• _SELECTED EXCERPT_:
In talking to David Allen – well known management consultant and author of Getting Things Done, it turns out that David routinely uses lists (one of his mantras is….you can only remember a few things…so get them out of your head by writing them down…that way you free up your mind to think about the important things).  One example of a list he uses is his packing list for travel. Several people have seen the list and asked if they could have a copy.  When asked how he created such a great list, he said…”every time I forgot to pack something, I just added it to the list…”  So creating checklists can be easy.

But they are not always that easy…

In many cases it’s necessary to do more than have a person or two compose a list.  It’s valuable to say…what do we know about a particular process…or what are the issues we are facing in a particular process.

In the case of the WHO they know that approximately 234 million people are operated on each year, and that over 1 million of these individuals die from complications.  And they know that at least half are avoidable with the checklist.  But as you read Dr Gawande’s story you will see, not surprisingly…it wasn’t possible for one person to sit down and put together a check list – no matter how good they are.  What was happening in US operating rooms was different from what happened in the UK, or in India or in Tanzania.  It took a team coming together…and then piloting both the check list and the procedures for implanting it to come up with something that was effective in hospitals around the world.  And still if you look at the WHO material…you will see the statement “The WHO’s checklist is not intended to be comprehensive, and additions and modifications to fit local practice are encouraged. Click here to see how others have done just this.”

• _STORED DATA_:
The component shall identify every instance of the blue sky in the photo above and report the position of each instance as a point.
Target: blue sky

• _WHAT TO DO_:
a – In the passage on checklists, how did David Allen build his travel packing list?
b – Carry on writing the passage on checklists, picking up after its last sentence.
The listing is not needed for this work.

• _ANSWERS TO EACH TASK_:
a – Every time he forgot to pack something, he added it to the list.

b –
In some organizations you may already have processes that can help you create checklists. For example, when I was at Unocal and then working for an Aerospace company we routinely ran retrospects for projects.  The retrospects were facilitated meetings conducted with a team that had just completed a project or phase of a project.  The intent of the retrospect was to capture advice from the team based on what they had just done.  The retrospects generated great advice that was based on the experience of the team that just did the work.

Initially, we captured this advice in document that summarized the recommendations and discussed what actually happened that generated the advice.  And for the most part the documents sat in a folder – largely unused.  Then we decided to start creating checklists.  The checklists were simple and actionable.  We put the check list on the web…and indexed to make it easy to find.  And…we then linked it back to the more complete document in the event people wanted more information…or wanted to contact the people that had created the document and the check list.

Other organizations such as the Army routinely use AAR’s (After Action Reviews) that may similarly be used as starting points for checklists and for information that can be used to update the checklists.

What makes a good check list?

Gawande talks at length about what makes a good check list.  And we have some experience of our own.

The checklist of what makes a good checklist

  1. Keep it simple…this is not about reminding the neurosurgeon how to do neurosurgery or the pilot how to fly the plane.  It’s about making sure that the fundamentals are taken care of.
  2. Keep it short…if it takes more than a few minutes to complete, people won’t do it
  3. Use events such as After Action Reviews (AAR’s) or retropects to help create the checklist…as well as to periodically update it.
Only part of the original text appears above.